> [Task] Set down, word for word, the passage of the Vietnam account below that falls between "It was well" and "was equatorial warm.", inclusive.

> [Extract]
A Journalist Plays Chicken in Communist Vietnam

It was well before dawn as I walked into the public square in Ho Chi Minh City, just outside a still-slumbering tourist hotel.

I stood beneath the statue of a young woman playing a violin.

I waited.

Even at 3 a.m., traffic buzzed. The November night was equatorial warm.

A cab driver walked over from the hotel and asked in broken English if I needed any help. I politely waved him off; I knew we were being watched.

The year was 2006 and I was a Western journalist in Vietnam, arranging to meet members of the nation’s outlawed political party, who risked arrest and prison if they dared conduct business in broad daylight.

Dissident contacts from abroad had set elaborate ground rules for my in-country interviews: Avoid government tails. So nobody got caught.

First, I flew to Hanoi for the PR dance with Community party officials, who sought to keep tabs on my doings. Once the goons were off the scent, I flew south to the city formerly known as Saigon. 

For several days, I checked into various hotels, switching cellular phone chips for late-night briefings from my clandestine contacts. The underground Viet Tan, or the Revolutionary Party to Reform Vietnam, were watching the government watchers who watched me.

> [Provided records]
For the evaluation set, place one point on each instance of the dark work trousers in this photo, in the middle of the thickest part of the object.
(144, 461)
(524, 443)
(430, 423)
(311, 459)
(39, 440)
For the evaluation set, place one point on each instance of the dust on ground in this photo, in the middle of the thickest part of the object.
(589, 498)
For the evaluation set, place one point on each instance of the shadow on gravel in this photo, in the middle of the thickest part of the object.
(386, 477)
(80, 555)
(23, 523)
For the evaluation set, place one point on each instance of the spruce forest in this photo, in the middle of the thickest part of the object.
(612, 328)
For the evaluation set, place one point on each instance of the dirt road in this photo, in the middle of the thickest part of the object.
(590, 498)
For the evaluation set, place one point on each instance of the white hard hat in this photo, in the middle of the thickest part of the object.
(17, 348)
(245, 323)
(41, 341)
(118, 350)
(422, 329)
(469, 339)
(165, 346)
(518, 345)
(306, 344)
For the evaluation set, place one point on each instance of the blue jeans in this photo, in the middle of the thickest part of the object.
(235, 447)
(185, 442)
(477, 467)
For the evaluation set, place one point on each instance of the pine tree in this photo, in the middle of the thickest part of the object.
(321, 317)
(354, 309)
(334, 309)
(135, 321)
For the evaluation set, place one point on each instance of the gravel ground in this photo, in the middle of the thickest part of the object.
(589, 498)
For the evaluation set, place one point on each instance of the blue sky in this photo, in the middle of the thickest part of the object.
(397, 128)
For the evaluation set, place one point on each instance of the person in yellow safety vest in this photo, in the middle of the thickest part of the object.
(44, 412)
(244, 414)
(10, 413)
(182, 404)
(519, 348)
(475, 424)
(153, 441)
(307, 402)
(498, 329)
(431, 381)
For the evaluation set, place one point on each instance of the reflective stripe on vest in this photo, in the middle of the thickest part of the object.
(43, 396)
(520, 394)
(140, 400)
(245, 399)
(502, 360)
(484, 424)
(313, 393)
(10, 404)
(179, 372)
...
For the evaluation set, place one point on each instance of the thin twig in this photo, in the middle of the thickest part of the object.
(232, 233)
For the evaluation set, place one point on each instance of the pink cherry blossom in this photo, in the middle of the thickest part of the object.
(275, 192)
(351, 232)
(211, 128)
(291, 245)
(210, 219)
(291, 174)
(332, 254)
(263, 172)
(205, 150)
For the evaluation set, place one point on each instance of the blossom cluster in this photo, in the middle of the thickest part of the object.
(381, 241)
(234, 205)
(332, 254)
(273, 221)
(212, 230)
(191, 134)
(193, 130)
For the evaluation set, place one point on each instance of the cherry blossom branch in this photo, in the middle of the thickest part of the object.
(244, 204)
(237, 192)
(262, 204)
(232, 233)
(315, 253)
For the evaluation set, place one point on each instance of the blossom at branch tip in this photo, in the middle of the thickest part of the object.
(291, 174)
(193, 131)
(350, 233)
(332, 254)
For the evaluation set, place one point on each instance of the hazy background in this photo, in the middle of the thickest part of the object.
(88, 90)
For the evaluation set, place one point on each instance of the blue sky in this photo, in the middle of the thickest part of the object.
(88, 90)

> [The completed task]
It was well before dawn as I walked into the public square in Ho Chi Minh City, just outside a still-slumbering tourist hotel.

I stood beneath the statue of a young woman playing a violin.

I waited.

Even at 3 a.m., traffic buzzed. The November night was equatorial warm.